▸ **EXERCISE REQUIREMENTS**
The records that follow are to be repeated exactly, with the pictures removed.

▸ **ENTRIES**
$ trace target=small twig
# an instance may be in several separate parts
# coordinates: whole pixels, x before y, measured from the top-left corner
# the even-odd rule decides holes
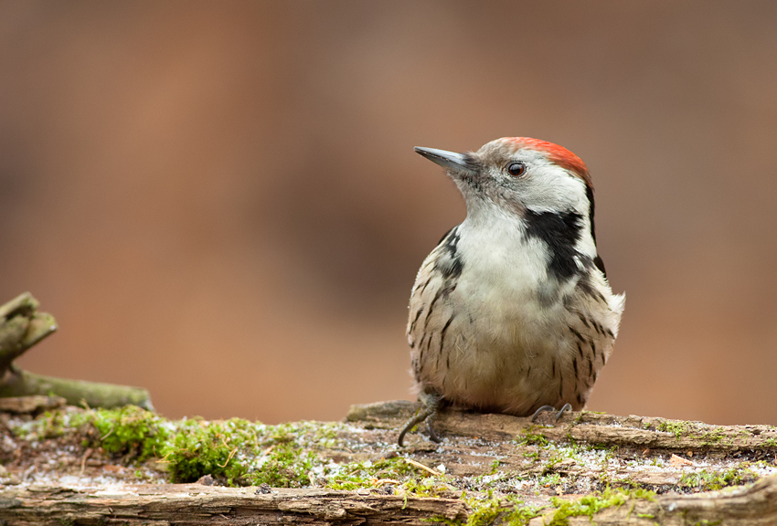
[[[416,468],[420,468],[423,469],[424,471],[428,471],[428,472],[431,473],[435,477],[442,477],[442,473],[440,473],[439,471],[435,471],[431,468],[424,466],[420,462],[416,462],[415,460],[411,460],[410,458],[405,458],[404,457],[399,457],[399,458],[401,458],[402,460],[404,460],[405,462],[407,462],[410,466],[415,466]]]
[[[93,452],[94,452],[94,449],[90,447],[83,454],[83,457],[81,458],[81,470],[80,470],[80,473],[79,473],[79,477],[83,476],[83,471],[84,471],[84,469],[86,469],[86,459],[89,458],[90,455],[91,455]]]

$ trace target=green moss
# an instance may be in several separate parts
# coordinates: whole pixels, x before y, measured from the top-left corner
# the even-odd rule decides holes
[[[239,462],[236,456],[245,449],[247,442],[250,449],[255,444],[250,440],[255,433],[246,429],[249,426],[248,422],[239,419],[181,422],[162,451],[173,482],[194,482],[210,475],[225,479],[230,486],[239,484],[247,467]]]
[[[269,484],[273,488],[302,488],[311,483],[308,474],[317,463],[318,457],[312,451],[303,454],[293,444],[281,444],[264,464],[249,474],[247,480],[251,486]]]
[[[550,500],[557,510],[548,526],[566,526],[569,523],[569,517],[580,517],[581,515],[586,515],[592,520],[593,516],[601,510],[612,506],[622,506],[629,499],[654,500],[655,496],[655,494],[652,491],[644,489],[626,491],[624,489],[612,489],[608,487],[601,493],[587,495],[577,500],[564,500],[554,497]]]
[[[472,512],[467,517],[466,526],[490,526],[495,523],[526,526],[539,515],[538,508],[528,506],[515,497],[508,497],[505,501],[496,497],[482,500],[469,500],[467,504],[472,508]],[[448,521],[448,524],[451,522]]]
[[[126,455],[144,460],[158,455],[165,447],[168,432],[155,413],[127,405],[120,409],[90,410],[70,417],[74,427],[91,426],[86,441],[91,447],[102,447],[108,453]]]

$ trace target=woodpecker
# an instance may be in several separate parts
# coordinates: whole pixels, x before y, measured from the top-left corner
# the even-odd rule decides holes
[[[445,168],[464,221],[424,260],[410,294],[408,342],[420,408],[517,416],[585,406],[612,352],[625,295],[597,254],[585,163],[557,144],[506,137],[477,152],[415,151]]]

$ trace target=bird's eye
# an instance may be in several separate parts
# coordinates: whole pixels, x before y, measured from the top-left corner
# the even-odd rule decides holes
[[[519,177],[527,171],[527,166],[523,163],[510,163],[507,164],[507,174],[514,177]]]

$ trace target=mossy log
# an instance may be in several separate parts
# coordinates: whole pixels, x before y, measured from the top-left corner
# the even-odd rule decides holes
[[[119,407],[133,404],[154,408],[145,389],[44,376],[16,367],[14,360],[57,331],[54,317],[38,312],[38,307],[37,300],[29,292],[0,305],[0,397],[56,395],[73,405]]]
[[[219,426],[215,436],[230,451],[218,464],[221,468],[251,461],[247,457],[257,454],[250,451],[269,458],[273,448],[293,447],[302,458],[317,447],[317,465],[336,468],[327,475],[308,465],[311,471],[295,482],[306,486],[302,488],[214,486],[224,482],[216,472],[198,484],[135,484],[130,473],[106,483],[112,473],[145,465],[133,465],[123,453],[101,453],[94,445],[80,450],[78,435],[58,448],[57,440],[67,435],[62,430],[47,440],[49,451],[67,449],[74,458],[44,457],[38,453],[46,448],[44,436],[34,439],[37,446],[15,441],[13,422],[6,418],[11,435],[0,440],[0,454],[4,444],[10,445],[5,446],[5,455],[15,460],[6,462],[5,477],[29,477],[36,469],[45,473],[36,480],[0,475],[0,523],[777,524],[777,429],[772,426],[718,426],[590,412],[565,415],[555,425],[535,425],[527,418],[448,410],[436,424],[444,437],[442,444],[411,434],[408,447],[399,448],[397,429],[415,408],[398,401],[354,406],[339,424],[229,425],[243,438],[249,437],[242,444],[256,445],[250,450],[240,449],[239,437],[229,436],[227,423],[197,424],[203,430]],[[188,427],[179,428],[190,433],[191,421],[186,422]],[[110,426],[112,436],[120,433],[118,421]],[[179,425],[165,421],[163,426]],[[94,444],[110,435],[101,433],[97,438],[91,432],[84,437]],[[30,438],[25,440],[30,444]],[[41,458],[31,458],[35,455]],[[172,458],[160,457],[147,462],[159,466]],[[367,469],[369,463],[383,459],[385,464],[388,458],[395,462],[393,468]],[[293,470],[294,461],[287,461]],[[398,466],[415,471],[408,474]],[[361,480],[354,478],[359,472],[365,473]],[[345,479],[355,489],[342,490]]]
[[[472,509],[459,499],[358,494],[317,489],[279,489],[257,494],[255,488],[198,484],[143,485],[122,489],[68,489],[56,487],[8,489],[0,495],[0,517],[19,526],[255,524],[464,523]],[[552,513],[530,520],[549,524]],[[777,524],[777,477],[737,491],[660,496],[606,508],[567,523],[681,526]]]

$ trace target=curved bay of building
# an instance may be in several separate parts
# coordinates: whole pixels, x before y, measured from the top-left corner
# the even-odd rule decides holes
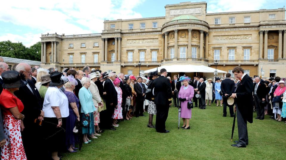
[[[227,72],[240,65],[251,76],[260,76],[262,67],[264,77],[286,76],[285,8],[207,13],[206,5],[167,5],[165,17],[105,20],[100,33],[42,35],[41,66],[138,75],[139,68],[215,68],[217,60]]]

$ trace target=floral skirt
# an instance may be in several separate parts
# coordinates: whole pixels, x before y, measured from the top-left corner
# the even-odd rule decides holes
[[[4,134],[6,142],[1,151],[1,159],[27,159],[22,142],[21,120],[12,115],[3,117]]]

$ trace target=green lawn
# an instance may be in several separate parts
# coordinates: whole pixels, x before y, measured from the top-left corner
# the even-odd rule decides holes
[[[228,110],[228,108],[227,108]],[[265,116],[248,123],[249,145],[246,148],[231,147],[233,118],[223,107],[213,104],[205,110],[192,111],[191,129],[178,129],[178,110],[170,108],[166,123],[167,133],[147,128],[146,117],[120,122],[116,131],[106,130],[82,150],[65,154],[63,159],[280,159],[286,144],[286,124]],[[254,113],[254,118],[256,116]],[[155,124],[155,119],[153,120]],[[181,119],[181,126],[183,124]],[[237,124],[234,140],[238,138]]]

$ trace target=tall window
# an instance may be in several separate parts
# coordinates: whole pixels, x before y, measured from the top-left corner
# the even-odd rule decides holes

▸ **OUTPUT OF THE TASK**
$ trace target=small twig
# an instance may be in several separate parts
# coordinates: whole pixels, x before y, measured from the top-left corner
# the even-odd rule decides holes
[[[416,468],[420,468],[423,469],[424,471],[428,471],[428,472],[431,473],[435,477],[442,477],[442,473],[440,473],[439,471],[435,471],[431,468],[424,466],[420,462],[416,462],[415,460],[411,460],[410,458],[405,458],[404,457],[399,457],[399,458],[401,458],[402,460],[404,460],[405,462],[407,462],[410,466],[415,466]]]
[[[93,452],[94,452],[94,449],[90,447],[83,454],[83,457],[81,458],[81,470],[80,470],[80,473],[79,473],[79,477],[83,476],[83,471],[84,471],[84,469],[86,469],[86,459],[89,458],[90,455],[91,455]]]

$ trace target=green moss
# an instance may be in several separate parts
# coordinates: whole pixels, x before y, measured from the top-left corner
# the even-odd rule decides holes
[[[239,462],[236,456],[245,449],[247,442],[250,449],[255,444],[250,440],[255,433],[246,429],[249,426],[248,422],[239,419],[181,422],[162,451],[173,482],[194,482],[210,475],[225,479],[230,486],[239,484],[247,467]]]
[[[269,484],[273,488],[302,488],[311,483],[308,474],[317,463],[318,457],[312,451],[303,454],[293,444],[281,444],[264,464],[249,474],[247,480],[251,486]]]
[[[550,500],[557,510],[548,526],[566,526],[569,523],[569,517],[580,517],[581,515],[586,515],[592,520],[593,516],[601,510],[612,506],[622,506],[629,499],[654,500],[655,496],[655,494],[652,491],[644,489],[626,491],[624,489],[612,489],[608,487],[601,493],[587,495],[577,500],[564,500],[554,497]]]
[[[472,512],[467,517],[466,526],[490,526],[495,523],[526,526],[539,515],[538,508],[528,506],[515,497],[508,497],[505,501],[496,497],[482,500],[469,500],[467,504],[472,508]],[[448,521],[448,524],[451,522]]]
[[[126,455],[144,460],[158,455],[165,447],[168,432],[155,413],[127,405],[120,409],[90,410],[70,417],[74,427],[91,426],[86,441],[91,447],[102,447],[108,453]]]

$ trace target=woodpecker
# an instance may be in several separate parts
# coordinates: whole pixels, x before y, measured from the top-left corner
# the even-odd rule decides holes
[[[445,168],[464,221],[424,260],[410,294],[408,342],[420,408],[517,416],[585,406],[612,352],[625,295],[597,254],[585,163],[557,144],[506,137],[477,152],[415,151]]]

$ trace target=bird's eye
# an instance may be in several separate parts
# coordinates: whole pixels, x before y, measured from the top-left corner
# the even-odd rule decides holes
[[[519,177],[527,171],[527,166],[523,163],[510,163],[507,164],[507,174],[514,177]]]

$ trace target=mossy log
# an instance may be in several separate parts
# coordinates: whole pixels, x before y, measured from the top-left corner
# the even-odd rule decides holes
[[[119,407],[133,404],[154,408],[145,389],[44,376],[16,367],[14,360],[57,331],[54,317],[38,312],[38,307],[37,300],[29,292],[0,305],[0,397],[56,395],[73,405]]]
[[[219,426],[215,436],[230,451],[218,464],[221,468],[251,461],[247,457],[257,454],[250,451],[269,458],[273,448],[293,447],[302,458],[317,447],[317,465],[336,468],[327,475],[308,465],[311,471],[295,482],[306,486],[302,488],[214,486],[224,482],[216,472],[198,484],[135,484],[130,473],[106,483],[112,473],[145,465],[133,465],[123,453],[101,453],[94,445],[80,450],[78,435],[58,448],[57,440],[67,435],[62,430],[47,440],[49,451],[67,449],[74,458],[44,457],[38,453],[46,448],[44,436],[34,439],[37,446],[15,441],[13,422],[6,418],[11,435],[0,440],[0,454],[4,444],[10,445],[5,446],[5,455],[15,460],[6,462],[5,477],[29,477],[36,469],[45,473],[36,480],[0,475],[0,523],[777,524],[777,429],[772,426],[718,426],[590,412],[565,415],[555,425],[535,425],[527,418],[448,410],[436,424],[444,437],[442,444],[411,434],[408,447],[399,448],[397,429],[415,408],[398,401],[354,406],[339,424],[229,425],[243,438],[249,437],[242,444],[256,445],[250,450],[240,449],[239,437],[229,436],[227,423],[197,424],[203,430]],[[188,427],[179,428],[190,433],[191,421],[186,422]],[[110,426],[112,436],[120,433],[118,421]],[[179,425],[165,421],[163,426]],[[94,444],[110,435],[101,433],[97,438],[91,432],[84,437]],[[30,438],[25,440],[30,444]],[[41,458],[31,458],[35,455]],[[172,458],[160,457],[147,462],[159,466]],[[367,469],[369,463],[383,459],[385,464],[388,458],[395,462],[393,468]],[[293,470],[294,461],[287,461]],[[398,466],[415,471],[408,474]],[[361,480],[354,478],[359,472],[365,473]],[[345,479],[355,489],[342,490]]]
[[[472,509],[459,499],[358,494],[317,489],[279,489],[257,494],[255,488],[198,484],[143,485],[122,489],[68,489],[56,487],[8,489],[0,495],[0,517],[19,526],[255,524],[464,523]],[[552,513],[530,520],[549,524]],[[777,524],[777,477],[737,491],[660,496],[606,508],[567,523],[681,526]]]

$ trace target=curved bay of building
# an instance may be in several separate parts
# coordinates: whole pixels, x before y, measured from the top-left corner
# the even-odd rule decides holes
[[[227,72],[240,65],[251,76],[260,76],[262,67],[264,77],[286,76],[285,8],[207,13],[206,5],[167,5],[165,17],[105,20],[100,33],[42,35],[41,66],[138,75],[139,68],[215,68],[217,60]]]

$ trace target=floral skirt
# an instance may be in several separate parts
# coordinates: whole pixels, x before y, measured from the top-left corner
# the even-odd rule decides holes
[[[4,134],[6,142],[1,151],[1,159],[27,159],[22,142],[21,120],[12,115],[3,117]]]

$ trace target=green lawn
# an instance may be in several separate parts
# coordinates: whole pixels, x before y, measured from the top-left corner
# the even-odd rule decides holes
[[[228,110],[228,108],[227,108]],[[265,116],[248,123],[249,145],[246,148],[231,147],[233,118],[223,107],[213,104],[205,110],[192,111],[191,129],[178,129],[178,110],[170,108],[166,123],[167,133],[147,128],[146,117],[120,122],[116,131],[106,130],[82,150],[65,154],[63,159],[280,159],[286,144],[286,124]],[[254,113],[254,118],[256,116]],[[155,124],[155,119],[153,120]],[[181,119],[181,126],[183,124]],[[237,124],[234,140],[238,138]]]

$ trace target=tall window
# an instance may be in several separate parts
# coordinates: whole pixels, x before y, measured from the top-left corner
# the even-odd rule decides holes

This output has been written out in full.